EXCERTO SELECIONADO:
O velho Pascoal narrava-me que, ao descer do cemitério, os carregadores das últimas vítimas se entreolhavam em silêncio, como a indagar lá por dentro de si próprios qual deles seria o primeiro a voltar carregado. E o mais pessimista concluiria mesmo que, dentro de uma semana, talvez não restasse nenhum deles.
Muitos dos habitantes da cidade fluminense iam refugiar-se nas localidades altas de Minas, aonde não chegavam os micróbios, provavelmente assustados pela subida.
Dos que então morreram ainda bastante novos, recordava meu pai o Bastinhos, doutor Bastinhos, que se formara junto ao Mondego na mesma turma do futuro publicista Cunha e Costa e, paraibano, viera advogar em nossa terra.
Conversara ele até à tardinha na casa do escrivão Antunes, partira a queixar-se de forte dor de cabeça, passara a noite aos vômitos e, no dia seguinte, lá foi ele transportado pelos amigos, rumo da região que, ao contrário da Coimbra dos choupos e dos rouxinóis, não figura em nenhuma carta geográfica.
Episódio curioso é que uns tropeiros de Minas, antigos fornecedores de queijos e toucinho aos negociantes de Paraíba, souberam, ao entrar na cidade, ser o enterro que passava o de um seu antigo freguês e logo se incorporaram aos acompanhantes, sem prescindir dos burricos, que lá se foram morro acima, precedidos da madrinha da tropa, de campainha ao pescoço, até o portão do cemitério.
Era eu ainda novo quando Nilo Peçanha, então presidente do Estado, visitou Paraíba do Sul.
Nilo, prognata, de cavanhaque, colarinho alto e gravatinha preta, atravessou uma das ruas da cidade a pé, sempre de dentes à mostra, num sorriso para os populares que o aclamavam. Depois, foi ao banquete, no menos deselegante dos prédios locais.
Eu figurava entre os que apenas ouviam os discursos, sem sentar-se e sem comer. Falou primeiro o presidente da Câmara de Paraíba, um coronel Freixeiro, mais conhecido por Freixeirinho.
Ex-operário das oficinas da Central em Entre Rios, Freixeiro fôra pouco antes retratado e biografado na “Rua do Ouvidor”, uma revista de cavadores da capital do país, chefiados pelo perneta Serpa Júnior, e conservava retrato e biografia emoldurados em seu escritório.
No banquete, leu com esforço, gaguejando muito, a alocução redigida por um mulato, e o maior jornalista da terra, após haver sido músico do Exército. O mulato, que ouvira algumas óperas no Lírico e fora diversas vezes à Igreja Positivista, mostrava-se amigo da eloquência farfalhosa e obrigou Freixeiro a dizer que os paraibanos eram partidários ou adversários igualmente convictos e, sabendo defender os bons governos, sabiam tomar lugar na barricada a fim de combater os governos nefandos.
Falou a seguir um médico, fazendeiro de óculos e longas melenas, que intercalou, num improviso evidentemente elaborado com dias de antecedência, várias expressões latinas: “mens divinior”, “salus populi suprema lex est”, “est modus in rebus”.

DADOS FORNECIDOS:
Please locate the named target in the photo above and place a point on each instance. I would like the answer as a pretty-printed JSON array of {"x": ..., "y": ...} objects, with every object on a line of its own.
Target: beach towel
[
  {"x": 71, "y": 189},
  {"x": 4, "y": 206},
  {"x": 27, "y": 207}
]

ENUNCIADO 1:
Responda, com base no excerto, às três perguntas abaixo.
(a) Junto a que rio o doutor Bastinhos se formara?
(b) Que cargo ocupava Nilo Peçanha quando visitou Paraíba do Sul?
(c) Em que revista Freixeiro fora retratado e biografado?
ENUNCIADO 2:
Indique se cada afirmação concorda com o excerto, respondendo sim ou não e citando as palavras do texto que decidem a questão.
(a) O doutor Bastinhos viera advogar na terra do narrador.
(b) Os tropeiros deixaram os burricos para trás ao acompanhar o enterro.
(c) O narrador sentou-se à mesa do banquete e comeu.
ENUNCIADO 3:
Segundo o excerto, por que os tropeiros de Minas se juntaram ao enterro ao entrar na cidade? Responda em uma a três frases.
Os registros não têm relação alguma com o excerto.

RESPOSTA 1:
(a) Junto ao Mondego.
(b) Era presidente do Estado.
(c) Na "Rua do Ouvidor".

RESPOSTA 2:
(a) Sim: "paraibano, viera advogar em nossa terra".
(b) Não: "sem prescindir dos burricos".
(c) Não: "Eu figurava entre os que apenas ouviam os discursos, sem sentar-se e sem comer."

RESPOSTA 3:
Os tropeiros se juntaram ao enterro porque souberam que o morto era um antigo freguês deles. Eles forneciam queijos e toucinho aos negociantes de Paraíba.